### INPUT ROWS ###
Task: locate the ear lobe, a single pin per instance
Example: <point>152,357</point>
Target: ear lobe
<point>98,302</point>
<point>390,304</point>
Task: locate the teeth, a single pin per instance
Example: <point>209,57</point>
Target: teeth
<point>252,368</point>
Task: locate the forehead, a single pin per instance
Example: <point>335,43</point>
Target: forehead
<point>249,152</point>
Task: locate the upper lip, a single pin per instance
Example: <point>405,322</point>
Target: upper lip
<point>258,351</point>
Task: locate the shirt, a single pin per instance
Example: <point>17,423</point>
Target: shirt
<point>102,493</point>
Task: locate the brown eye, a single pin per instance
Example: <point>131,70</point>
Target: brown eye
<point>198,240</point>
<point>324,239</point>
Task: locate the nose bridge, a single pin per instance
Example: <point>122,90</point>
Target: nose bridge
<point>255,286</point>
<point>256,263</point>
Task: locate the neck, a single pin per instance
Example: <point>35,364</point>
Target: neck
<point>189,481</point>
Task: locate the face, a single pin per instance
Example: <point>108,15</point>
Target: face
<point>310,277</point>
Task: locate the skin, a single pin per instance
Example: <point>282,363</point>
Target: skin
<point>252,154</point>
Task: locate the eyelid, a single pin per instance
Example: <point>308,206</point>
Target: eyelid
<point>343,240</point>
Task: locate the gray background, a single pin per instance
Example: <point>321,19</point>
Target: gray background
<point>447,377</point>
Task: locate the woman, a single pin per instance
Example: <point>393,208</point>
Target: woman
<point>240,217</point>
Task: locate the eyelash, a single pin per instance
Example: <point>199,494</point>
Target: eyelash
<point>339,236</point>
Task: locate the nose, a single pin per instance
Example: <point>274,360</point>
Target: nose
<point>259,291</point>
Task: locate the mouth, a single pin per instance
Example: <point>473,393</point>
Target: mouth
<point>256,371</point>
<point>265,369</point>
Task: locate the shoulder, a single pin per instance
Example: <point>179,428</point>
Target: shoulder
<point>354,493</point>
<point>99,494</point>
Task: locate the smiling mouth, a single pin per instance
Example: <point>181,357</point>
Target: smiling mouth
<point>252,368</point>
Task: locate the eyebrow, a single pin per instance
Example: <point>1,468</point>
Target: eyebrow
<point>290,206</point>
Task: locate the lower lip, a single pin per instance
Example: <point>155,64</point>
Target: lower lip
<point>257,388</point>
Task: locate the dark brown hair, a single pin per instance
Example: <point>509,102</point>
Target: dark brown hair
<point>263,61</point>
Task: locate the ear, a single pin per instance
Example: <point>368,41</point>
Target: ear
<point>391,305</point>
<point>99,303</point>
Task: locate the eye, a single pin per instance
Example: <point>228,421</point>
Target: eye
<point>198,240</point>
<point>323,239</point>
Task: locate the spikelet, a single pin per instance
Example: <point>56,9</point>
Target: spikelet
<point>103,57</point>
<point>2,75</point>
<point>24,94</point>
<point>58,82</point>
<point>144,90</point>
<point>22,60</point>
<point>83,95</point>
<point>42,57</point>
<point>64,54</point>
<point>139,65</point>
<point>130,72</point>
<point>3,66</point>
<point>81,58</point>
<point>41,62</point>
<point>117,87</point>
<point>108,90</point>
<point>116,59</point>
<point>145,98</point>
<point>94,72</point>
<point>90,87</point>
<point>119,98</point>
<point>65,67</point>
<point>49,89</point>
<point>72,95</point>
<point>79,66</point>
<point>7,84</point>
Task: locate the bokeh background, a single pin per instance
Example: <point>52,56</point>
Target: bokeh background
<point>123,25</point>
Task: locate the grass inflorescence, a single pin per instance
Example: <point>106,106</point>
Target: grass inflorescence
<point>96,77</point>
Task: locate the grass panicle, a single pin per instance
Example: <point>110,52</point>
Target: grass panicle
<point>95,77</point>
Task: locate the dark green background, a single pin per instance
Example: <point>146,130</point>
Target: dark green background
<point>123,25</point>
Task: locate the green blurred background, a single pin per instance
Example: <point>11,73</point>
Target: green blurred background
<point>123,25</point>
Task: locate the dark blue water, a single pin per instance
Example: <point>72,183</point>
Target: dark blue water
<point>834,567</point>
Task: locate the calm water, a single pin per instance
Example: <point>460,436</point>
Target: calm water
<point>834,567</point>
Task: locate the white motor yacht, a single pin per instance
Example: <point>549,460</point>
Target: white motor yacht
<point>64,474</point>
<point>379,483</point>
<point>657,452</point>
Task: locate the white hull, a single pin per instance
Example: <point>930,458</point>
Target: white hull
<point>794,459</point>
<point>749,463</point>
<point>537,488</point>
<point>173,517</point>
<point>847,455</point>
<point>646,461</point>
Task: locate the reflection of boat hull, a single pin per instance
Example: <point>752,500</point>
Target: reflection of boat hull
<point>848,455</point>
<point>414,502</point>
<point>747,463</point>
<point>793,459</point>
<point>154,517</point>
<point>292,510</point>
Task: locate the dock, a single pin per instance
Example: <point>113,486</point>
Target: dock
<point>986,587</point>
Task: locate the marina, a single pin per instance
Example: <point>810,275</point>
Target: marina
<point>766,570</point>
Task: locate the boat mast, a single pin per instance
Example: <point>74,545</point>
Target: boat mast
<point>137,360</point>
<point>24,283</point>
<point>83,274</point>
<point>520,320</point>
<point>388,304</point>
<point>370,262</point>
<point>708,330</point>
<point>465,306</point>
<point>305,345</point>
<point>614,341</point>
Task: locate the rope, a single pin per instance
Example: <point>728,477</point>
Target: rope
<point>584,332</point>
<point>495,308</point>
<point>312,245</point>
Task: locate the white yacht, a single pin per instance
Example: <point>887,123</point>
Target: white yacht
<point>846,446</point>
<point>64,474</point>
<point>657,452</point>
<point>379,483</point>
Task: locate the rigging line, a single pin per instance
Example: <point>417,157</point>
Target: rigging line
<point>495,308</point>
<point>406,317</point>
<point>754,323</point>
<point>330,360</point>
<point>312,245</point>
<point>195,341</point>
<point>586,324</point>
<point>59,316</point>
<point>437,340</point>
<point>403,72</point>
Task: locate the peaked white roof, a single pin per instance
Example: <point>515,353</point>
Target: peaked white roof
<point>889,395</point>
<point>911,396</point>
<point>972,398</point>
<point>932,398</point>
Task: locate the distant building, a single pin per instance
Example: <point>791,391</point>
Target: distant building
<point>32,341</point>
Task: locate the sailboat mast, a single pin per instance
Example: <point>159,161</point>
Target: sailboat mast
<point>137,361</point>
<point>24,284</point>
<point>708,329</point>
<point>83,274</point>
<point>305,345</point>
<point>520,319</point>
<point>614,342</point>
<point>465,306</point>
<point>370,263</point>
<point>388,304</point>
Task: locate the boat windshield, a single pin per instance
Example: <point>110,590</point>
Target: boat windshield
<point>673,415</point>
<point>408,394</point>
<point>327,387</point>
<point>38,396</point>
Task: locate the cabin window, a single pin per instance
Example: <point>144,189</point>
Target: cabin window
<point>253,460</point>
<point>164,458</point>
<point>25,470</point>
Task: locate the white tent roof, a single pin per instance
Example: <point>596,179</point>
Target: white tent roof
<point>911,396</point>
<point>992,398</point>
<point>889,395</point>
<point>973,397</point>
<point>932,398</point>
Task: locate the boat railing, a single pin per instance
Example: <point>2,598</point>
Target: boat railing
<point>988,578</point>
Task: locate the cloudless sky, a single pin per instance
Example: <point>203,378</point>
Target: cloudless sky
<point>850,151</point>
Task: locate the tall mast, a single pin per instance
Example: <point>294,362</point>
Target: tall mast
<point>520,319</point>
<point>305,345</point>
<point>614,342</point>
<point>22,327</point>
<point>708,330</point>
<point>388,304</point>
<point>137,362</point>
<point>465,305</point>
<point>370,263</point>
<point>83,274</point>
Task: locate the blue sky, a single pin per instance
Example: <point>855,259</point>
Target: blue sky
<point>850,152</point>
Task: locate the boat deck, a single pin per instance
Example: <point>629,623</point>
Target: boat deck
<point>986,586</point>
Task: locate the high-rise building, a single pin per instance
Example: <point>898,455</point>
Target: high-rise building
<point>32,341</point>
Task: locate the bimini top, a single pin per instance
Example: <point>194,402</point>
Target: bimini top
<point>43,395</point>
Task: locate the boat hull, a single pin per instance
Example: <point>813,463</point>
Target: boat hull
###
### INPUT ROWS ###
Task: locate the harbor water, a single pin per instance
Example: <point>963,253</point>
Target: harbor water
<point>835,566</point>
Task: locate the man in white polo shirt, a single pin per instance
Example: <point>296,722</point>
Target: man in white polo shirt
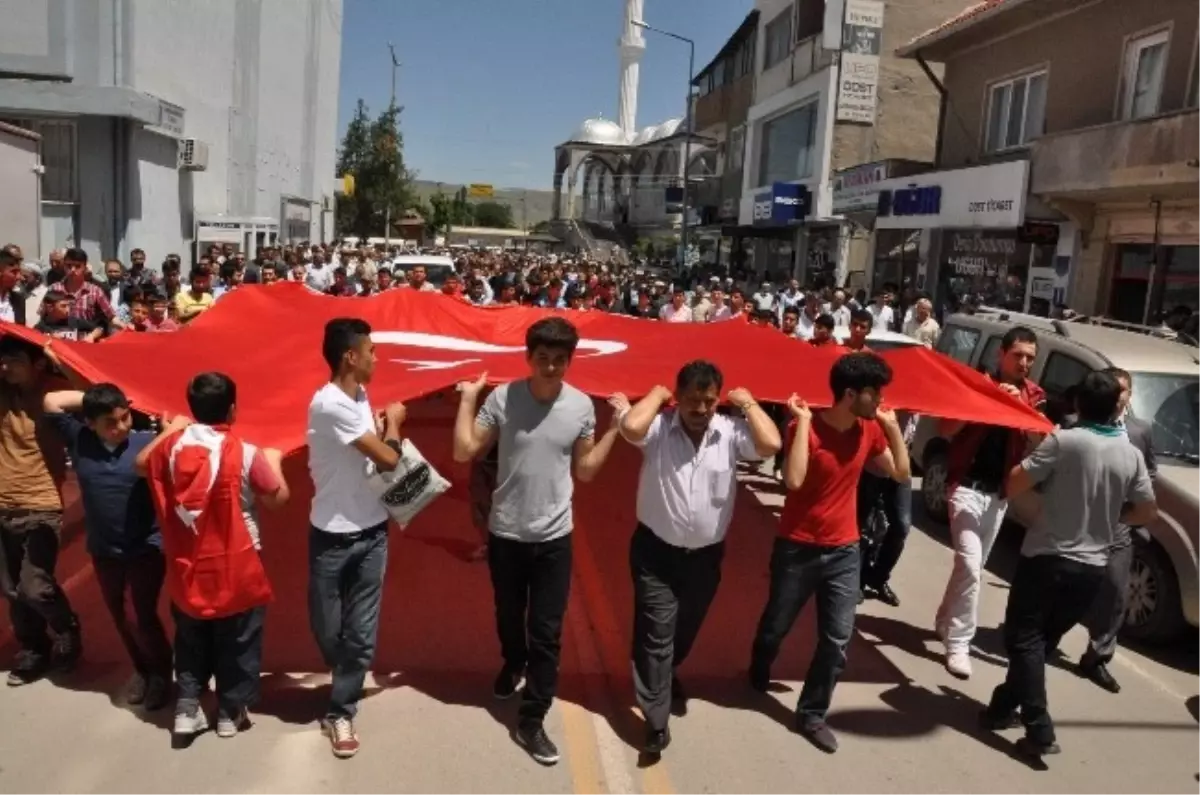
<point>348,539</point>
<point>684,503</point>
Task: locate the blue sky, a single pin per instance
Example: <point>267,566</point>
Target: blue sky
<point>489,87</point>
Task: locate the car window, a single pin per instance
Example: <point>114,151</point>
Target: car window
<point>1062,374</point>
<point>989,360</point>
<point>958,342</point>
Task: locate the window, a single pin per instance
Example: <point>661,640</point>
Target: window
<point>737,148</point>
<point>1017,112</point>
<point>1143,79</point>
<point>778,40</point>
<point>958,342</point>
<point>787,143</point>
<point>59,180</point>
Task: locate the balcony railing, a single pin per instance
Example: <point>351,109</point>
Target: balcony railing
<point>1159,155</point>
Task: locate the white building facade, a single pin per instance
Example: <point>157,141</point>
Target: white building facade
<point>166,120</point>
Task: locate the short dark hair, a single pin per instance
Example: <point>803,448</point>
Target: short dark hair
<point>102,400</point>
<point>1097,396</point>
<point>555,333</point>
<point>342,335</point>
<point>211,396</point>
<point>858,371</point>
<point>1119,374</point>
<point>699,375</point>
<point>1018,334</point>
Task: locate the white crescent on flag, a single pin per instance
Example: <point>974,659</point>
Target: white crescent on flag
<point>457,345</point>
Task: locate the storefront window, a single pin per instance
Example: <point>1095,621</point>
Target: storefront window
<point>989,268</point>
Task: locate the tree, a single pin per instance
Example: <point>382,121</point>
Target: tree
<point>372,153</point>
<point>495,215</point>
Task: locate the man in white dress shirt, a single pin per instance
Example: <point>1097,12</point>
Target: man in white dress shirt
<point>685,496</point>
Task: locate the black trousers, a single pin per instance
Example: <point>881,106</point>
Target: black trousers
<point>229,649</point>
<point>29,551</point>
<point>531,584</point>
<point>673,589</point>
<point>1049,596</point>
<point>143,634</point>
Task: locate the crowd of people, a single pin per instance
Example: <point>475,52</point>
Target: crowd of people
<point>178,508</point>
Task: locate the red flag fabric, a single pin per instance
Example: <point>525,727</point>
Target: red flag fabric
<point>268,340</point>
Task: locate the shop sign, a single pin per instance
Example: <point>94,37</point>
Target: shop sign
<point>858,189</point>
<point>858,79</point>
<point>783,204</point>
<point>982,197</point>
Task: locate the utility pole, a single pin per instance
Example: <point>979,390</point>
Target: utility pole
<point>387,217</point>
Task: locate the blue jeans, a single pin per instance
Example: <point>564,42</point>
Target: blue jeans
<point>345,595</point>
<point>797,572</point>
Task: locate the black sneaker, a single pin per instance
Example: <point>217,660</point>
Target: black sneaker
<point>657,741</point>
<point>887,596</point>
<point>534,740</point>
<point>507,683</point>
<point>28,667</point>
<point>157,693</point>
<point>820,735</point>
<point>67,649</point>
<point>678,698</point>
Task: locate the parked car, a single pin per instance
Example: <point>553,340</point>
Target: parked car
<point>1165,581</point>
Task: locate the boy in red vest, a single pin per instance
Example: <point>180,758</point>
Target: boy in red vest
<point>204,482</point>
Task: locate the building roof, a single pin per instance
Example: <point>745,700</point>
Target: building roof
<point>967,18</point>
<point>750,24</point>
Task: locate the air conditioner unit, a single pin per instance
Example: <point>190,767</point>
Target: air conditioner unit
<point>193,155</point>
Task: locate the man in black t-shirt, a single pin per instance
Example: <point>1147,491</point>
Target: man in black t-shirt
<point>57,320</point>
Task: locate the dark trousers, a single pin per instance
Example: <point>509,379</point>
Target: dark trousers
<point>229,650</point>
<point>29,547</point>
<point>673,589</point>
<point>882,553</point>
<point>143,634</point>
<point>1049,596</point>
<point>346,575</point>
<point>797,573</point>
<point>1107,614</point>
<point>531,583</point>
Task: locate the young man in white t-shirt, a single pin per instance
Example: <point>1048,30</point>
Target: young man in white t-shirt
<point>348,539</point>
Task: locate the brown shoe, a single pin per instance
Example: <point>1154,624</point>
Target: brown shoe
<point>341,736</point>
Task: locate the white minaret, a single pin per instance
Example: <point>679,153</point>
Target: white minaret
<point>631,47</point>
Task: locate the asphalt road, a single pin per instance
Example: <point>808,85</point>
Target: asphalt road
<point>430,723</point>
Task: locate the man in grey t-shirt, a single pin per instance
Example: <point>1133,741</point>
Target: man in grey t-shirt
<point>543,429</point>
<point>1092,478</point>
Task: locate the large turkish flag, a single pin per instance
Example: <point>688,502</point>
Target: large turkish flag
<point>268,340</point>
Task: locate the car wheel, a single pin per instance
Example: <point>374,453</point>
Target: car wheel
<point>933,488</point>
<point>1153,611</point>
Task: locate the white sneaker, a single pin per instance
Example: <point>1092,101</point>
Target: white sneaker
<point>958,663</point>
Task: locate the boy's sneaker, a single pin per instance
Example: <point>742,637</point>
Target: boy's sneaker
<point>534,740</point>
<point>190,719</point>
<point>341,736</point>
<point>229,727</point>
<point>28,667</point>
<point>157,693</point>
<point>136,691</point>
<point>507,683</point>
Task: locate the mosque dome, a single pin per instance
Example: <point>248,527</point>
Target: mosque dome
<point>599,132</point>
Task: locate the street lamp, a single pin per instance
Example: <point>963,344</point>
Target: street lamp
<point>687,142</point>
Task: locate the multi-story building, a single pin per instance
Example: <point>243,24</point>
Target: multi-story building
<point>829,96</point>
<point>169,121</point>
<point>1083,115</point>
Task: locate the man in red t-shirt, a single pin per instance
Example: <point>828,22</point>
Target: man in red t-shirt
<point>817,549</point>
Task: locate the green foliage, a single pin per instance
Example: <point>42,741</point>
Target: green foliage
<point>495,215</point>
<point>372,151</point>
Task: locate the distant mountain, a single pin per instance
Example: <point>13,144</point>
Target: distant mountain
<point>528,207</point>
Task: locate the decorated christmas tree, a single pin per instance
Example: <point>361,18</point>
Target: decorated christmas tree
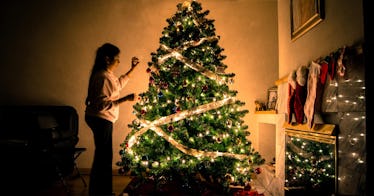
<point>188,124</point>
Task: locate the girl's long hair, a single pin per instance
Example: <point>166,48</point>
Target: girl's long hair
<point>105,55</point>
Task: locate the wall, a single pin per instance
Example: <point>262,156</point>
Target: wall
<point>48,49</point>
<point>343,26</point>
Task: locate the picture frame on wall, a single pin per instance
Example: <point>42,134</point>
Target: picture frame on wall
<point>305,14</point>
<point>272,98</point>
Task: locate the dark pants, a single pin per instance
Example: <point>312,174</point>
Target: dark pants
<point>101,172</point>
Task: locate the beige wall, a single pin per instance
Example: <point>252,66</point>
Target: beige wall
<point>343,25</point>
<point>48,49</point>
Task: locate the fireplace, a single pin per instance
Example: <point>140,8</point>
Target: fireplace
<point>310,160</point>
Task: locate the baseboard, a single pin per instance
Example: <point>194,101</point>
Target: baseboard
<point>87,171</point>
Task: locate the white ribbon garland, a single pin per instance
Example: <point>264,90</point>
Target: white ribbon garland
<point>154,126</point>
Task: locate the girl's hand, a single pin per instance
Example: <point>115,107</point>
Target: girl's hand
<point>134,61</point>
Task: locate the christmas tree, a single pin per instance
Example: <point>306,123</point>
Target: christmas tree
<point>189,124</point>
###
▶ REQUIRED TASK
Copy the lines of the first block of items verbatim, from the line containing "Task: locate the bimini" through the line containing "Target: boat hull", both included.

▶ RESPONSE TO THIS TASK
Task: locate the bimini top, a single pin per instance
Example: <point>194,402</point>
Target: bimini top
<point>43,395</point>
Task: locate the boat hull, a single pin per instance
Example: <point>813,463</point>
Target: boat hull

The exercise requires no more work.